** DATASET EXTRACT **

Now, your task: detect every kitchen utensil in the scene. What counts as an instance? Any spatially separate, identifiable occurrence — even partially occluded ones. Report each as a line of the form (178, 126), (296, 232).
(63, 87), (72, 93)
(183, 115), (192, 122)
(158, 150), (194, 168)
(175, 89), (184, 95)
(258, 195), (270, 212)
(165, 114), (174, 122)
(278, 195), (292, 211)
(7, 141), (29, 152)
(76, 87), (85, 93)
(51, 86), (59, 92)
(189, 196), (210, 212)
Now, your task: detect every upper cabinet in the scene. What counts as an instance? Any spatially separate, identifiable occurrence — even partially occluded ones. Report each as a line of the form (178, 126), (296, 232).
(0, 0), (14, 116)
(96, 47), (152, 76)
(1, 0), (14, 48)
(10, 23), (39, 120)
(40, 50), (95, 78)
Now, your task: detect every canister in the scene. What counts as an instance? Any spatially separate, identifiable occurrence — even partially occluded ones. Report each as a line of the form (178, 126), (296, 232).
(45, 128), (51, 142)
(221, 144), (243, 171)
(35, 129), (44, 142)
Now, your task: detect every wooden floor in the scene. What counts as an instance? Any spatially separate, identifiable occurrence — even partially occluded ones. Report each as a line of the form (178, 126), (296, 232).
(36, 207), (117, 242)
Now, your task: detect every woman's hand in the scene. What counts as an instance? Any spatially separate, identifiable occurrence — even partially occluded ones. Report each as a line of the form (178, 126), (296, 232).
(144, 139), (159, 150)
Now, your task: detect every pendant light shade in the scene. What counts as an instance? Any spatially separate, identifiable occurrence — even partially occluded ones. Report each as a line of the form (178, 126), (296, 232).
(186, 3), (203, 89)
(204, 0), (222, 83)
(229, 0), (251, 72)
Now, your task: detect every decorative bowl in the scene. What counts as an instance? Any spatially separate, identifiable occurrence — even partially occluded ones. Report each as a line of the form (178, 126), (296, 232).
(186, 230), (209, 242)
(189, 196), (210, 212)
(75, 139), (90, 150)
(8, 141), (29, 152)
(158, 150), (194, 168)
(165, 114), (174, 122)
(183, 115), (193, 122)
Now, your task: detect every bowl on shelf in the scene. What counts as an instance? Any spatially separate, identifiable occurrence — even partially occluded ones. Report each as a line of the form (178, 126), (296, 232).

** TASK GOAL **
Output every record above exactly as it was given.

** TASK SOLUTION **
Now, your task: detect every kitchen utensil in the scene. What counts as an instance? Any spatially separate, identifiable occurrence — even partially occluded ones. Report each as a line of the form (178, 126), (296, 232).
(63, 87), (72, 93)
(183, 115), (192, 122)
(158, 150), (194, 168)
(175, 89), (184, 95)
(258, 195), (270, 212)
(165, 114), (174, 122)
(278, 195), (292, 211)
(7, 141), (29, 152)
(76, 87), (85, 93)
(51, 86), (59, 92)
(189, 196), (210, 212)
Now, your task: detect every upper cabinet in the scene. What counts as an instance? Any spatially separate, identifiable occurrence — even partially occluded ones. Report each as a line of the form (178, 126), (296, 232).
(0, 0), (14, 116)
(96, 47), (152, 76)
(1, 0), (14, 48)
(10, 23), (39, 120)
(40, 50), (95, 78)
Now, your task: detect every canister in the scene. What counts as an instance? Any spatially separate, identifiable occurrence — even partially occluded ones. Report each as a line of the form (178, 126), (296, 232).
(45, 128), (51, 142)
(221, 144), (243, 171)
(35, 129), (44, 142)
Now, your task: detect every wooden floor in the scene. What counts as an instance? Any spatially separate, identifiable occurrence — even partially occluded ones. Report each as a line of the form (178, 126), (296, 232).
(36, 207), (117, 242)
Now, your task: detect every woman's hand in the scene. What counts as an instance? Any spatially separate, identifiable occurrence — even partially occluded ones. Report each as a line of the form (178, 126), (296, 232).
(144, 139), (159, 150)
Now, your task: detect every pendant light shade in the scene. What counts as an instance? Any spatially separate, identifiable occurrence — even partially occluded ones. Report each as a line of the form (178, 126), (296, 232).
(186, 3), (203, 89)
(204, 0), (222, 83)
(229, 0), (251, 72)
Now, your task: detect every decorative bowl in the scene. What counts as an instance? Any spatially separate, identifiable occurrence — even partially occluded ones. Report each as a line of the form (178, 126), (296, 232).
(186, 230), (209, 242)
(189, 196), (210, 212)
(75, 139), (90, 150)
(8, 141), (29, 152)
(158, 150), (194, 168)
(165, 114), (174, 122)
(183, 115), (193, 122)
Now, your task: detect every bowl on shelf in the scene. What counts as an instance? Any spatially separate, identifiable occurrence — even partially occluded ones. Report each as a line of the form (178, 126), (296, 232).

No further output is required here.